# [Tasks and exercises]
• 1. In the article on Oak Park's economic development plans, how much money does the village have to attract developers?
• 2. In the article on Oak Park's economic development plans, rewrite the passage between "The Village of" and "in Oak Park.", inclusive, changing "developers" to "investors".
• 3. Continue the article on Oak Park's economic development plans from the point where it ends.

=== Document section ===

The Village of Oak Park has at least $8 million in its pocket that it can use to lure developers to come here. Officials need to start deciding in the coming weeks where those dollars could be used — but they pointed this week to the need for a bowling alley, pubs and a big-box retailer in Oak Park.

Village trustees held a second discussion on Monday as officials look for ways that village hall can guide the future of economic development in the community. Village government owns several pieces of prominently located land, and has a pot of money waiting to be used for bolstering business here.

“You can meet a lot of your daily needs right here in Oak Park, and we certainly want to hold onto that very foundation,” said Village Manager Tom Barwin. “But we want to build from there.”

Village officials are focusing their efforts on Madison Street and downtown Oak Park. Both of those areas have commercial space available, and the village has two tax increment financing districts in those districts. (TIF is a fund created by freezing property taxes in a specified geographic district at a certain level. Increases in future tax revenues above that amount are funneled into the TIF fund for use in development and infrastructure projects designed to aid economic development.)

=== Source data ===

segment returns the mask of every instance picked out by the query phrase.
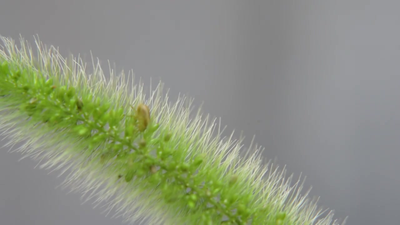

===

# [List of answers]
• 1. At least $8 million.

• 2.
The Village of Oak Park has at least $8 million in its pocket that it can use to lure investors to come here. Officials need to start deciding in the coming weeks where those dollars could be used — but they pointed this week to the need for a bowling alley, pubs and a big-box retailer in Oak Park.

• 3.
The Madison and Downtown Oak Park TIFs expire in 2016 and 2018, respectively, and the village wants to start allocating those dollars before the funds dry up. About $32 million should be available for use before the expiration dates, according to Barwin.

He’s recommending that about $8 million (or 25 percent) go toward enticing developers to build here. The largest portion (about $22.4 million or 70 percent) would be used for infrastructure projects, such as building public parking garages or new streets. The smallest bit, about $1.6 million, could be made available as grants for building owners to spruce up their properties, Barwin said.

But some trustees expressed worry that Oak Park was throwing too much money toward fixing up roads, and not enough for attracting developers and new businesses. Trustee Jon Hale said allocating just 25 percent to incentives is “extremely problematic.”

“Streetscape is not a very clear-cut way to increase the property tax base,” Hale said. “That’s what TIF dollars are supposed to be spent for.”

Oak Park is investing about $5 million in TIF dollars to spruce up the 100 blocks of South Marion and South Oak Park Avenue this year. Officials hope that the brick streets and bluestone sidewalks will spur building owners and developers to invest in private properties.

Barwin and Village President David Pope pointed out that Oak Park owns about $14.5 million worth of property on Madison and in the village’s downtown district. Those parcels could be used to further entice developers, possibly by discounting the land.

Investing dollars in streets and sidewalks would benefit all property owners, rather than just one, Pope added.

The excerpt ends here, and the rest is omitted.